▶ _Explore the material_:
a) Quote the notes on Abraham and God's promise word for word, everything from "2. The answer" down to "in chapter 22.".
b) Extend the notes on Abraham and God's promise, picking up after their final sentence.

====== Excerpt to read ======

1. A doesn't so much as God for a reward, but express puzzlement about what the reward God has promised in v.1.  This is in light of the earlier promise of being the progenitor of a great nation in chapter 12 combined with the childless status that he mentions in v. 2.

2. The answer is in the promise of his offspring, not his servant,  being the heir through whom this promise would be fulfilled.  Remember the promise of chapter 12 was that all of humanity would be blessed through Abraham's offspring.

3.  Yes, Abraham is clearly not portrayed as a "plaster saint" in these narratives, but ultimately he trusts God because he finds Him trustworthy-- that will be highlighted in chapter 22.

4. We can certainly speculate on this being an "invented prophecy," but there is nothing in the text that demands it all.

5.  The significance of the split animals is that this was part of the ancient covenant ceremonies.  When 2 leaders took covenant oaths, they would walk between the animals to signify that if either of them broke the covenant, what had happened to the animals would be their own punishment.  In other words the covenant was to be taken, literally, with deadly seriousness.

====== Given entries ======

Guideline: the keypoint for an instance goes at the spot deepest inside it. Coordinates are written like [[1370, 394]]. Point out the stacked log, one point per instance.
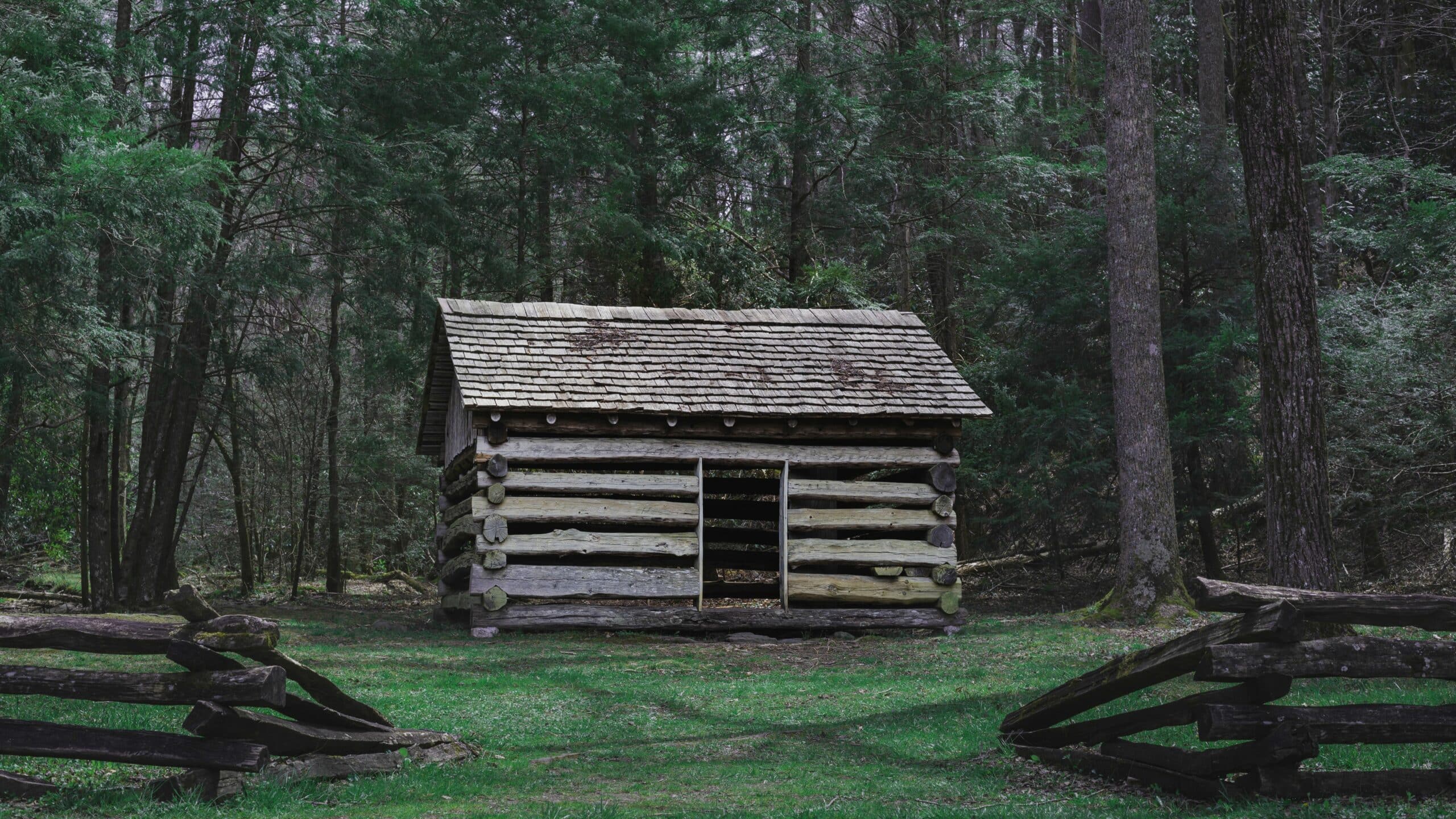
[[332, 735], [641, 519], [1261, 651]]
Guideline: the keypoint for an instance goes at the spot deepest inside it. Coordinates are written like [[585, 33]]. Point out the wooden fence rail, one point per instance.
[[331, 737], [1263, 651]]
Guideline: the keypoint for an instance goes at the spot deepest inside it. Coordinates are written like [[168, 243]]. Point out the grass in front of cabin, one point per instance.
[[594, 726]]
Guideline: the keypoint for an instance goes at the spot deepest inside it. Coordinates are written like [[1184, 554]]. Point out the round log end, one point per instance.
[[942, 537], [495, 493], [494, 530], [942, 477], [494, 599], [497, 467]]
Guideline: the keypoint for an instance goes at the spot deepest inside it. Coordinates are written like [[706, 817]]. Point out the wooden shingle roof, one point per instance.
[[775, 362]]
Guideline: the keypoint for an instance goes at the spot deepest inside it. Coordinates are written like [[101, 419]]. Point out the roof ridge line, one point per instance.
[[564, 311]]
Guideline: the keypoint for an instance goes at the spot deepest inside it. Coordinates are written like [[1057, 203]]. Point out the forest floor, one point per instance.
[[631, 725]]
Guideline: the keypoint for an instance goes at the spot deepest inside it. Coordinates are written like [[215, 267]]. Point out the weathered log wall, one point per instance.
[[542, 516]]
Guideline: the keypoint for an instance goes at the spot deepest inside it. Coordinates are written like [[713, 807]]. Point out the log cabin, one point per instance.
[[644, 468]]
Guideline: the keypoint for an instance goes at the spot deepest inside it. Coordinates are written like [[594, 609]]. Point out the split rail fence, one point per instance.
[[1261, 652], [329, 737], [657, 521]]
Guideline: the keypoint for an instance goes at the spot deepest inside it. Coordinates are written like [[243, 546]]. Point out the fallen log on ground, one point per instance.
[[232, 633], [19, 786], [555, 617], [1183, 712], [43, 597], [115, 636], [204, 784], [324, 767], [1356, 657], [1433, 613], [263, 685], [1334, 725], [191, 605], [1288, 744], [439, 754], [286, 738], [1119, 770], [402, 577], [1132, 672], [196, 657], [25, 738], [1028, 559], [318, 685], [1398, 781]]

======

▶ _Responses by item number_:
a)
2. The answer is in the promise of his offspring, not his servant,  being the heir through whom this promise would be fulfilled.  Remember the promise of chapter 12 was that all of humanity would be blessed through Abraham's offspring.

3.  Yes, Abraham is clearly not portrayed as a "plaster saint" in these narratives, but ultimately he trusts God because he finds Him trustworthy-- that will be highlighted in chapter 22.

b)
6.  In the case of Abraham, he was put to sleep and only the smoking pot-- a visible symbol of God-- passed through.  This was a dramatic way of saying that only God was ultimately going to be faithful to the covenant promises and humans would be the recipients of that very grace-- favor to those who only deserved judgment, which the human failures to keep covenant with God would highlight.

7.  This is why the rest of the Bible, including the New Testament, so often points to the gracious nature of God's covenant relationships with humanity.  All Abraham, like all of humans, could ever expect to be is to fail to uphold our sides of the relationship with God and if he hadn't declared that he would uphold his side in spite of our failures, all would be hopeless.

8.  This is an example of the OT giving us the kind of glimpses of the Christian gospel that the New Testament would flesh out.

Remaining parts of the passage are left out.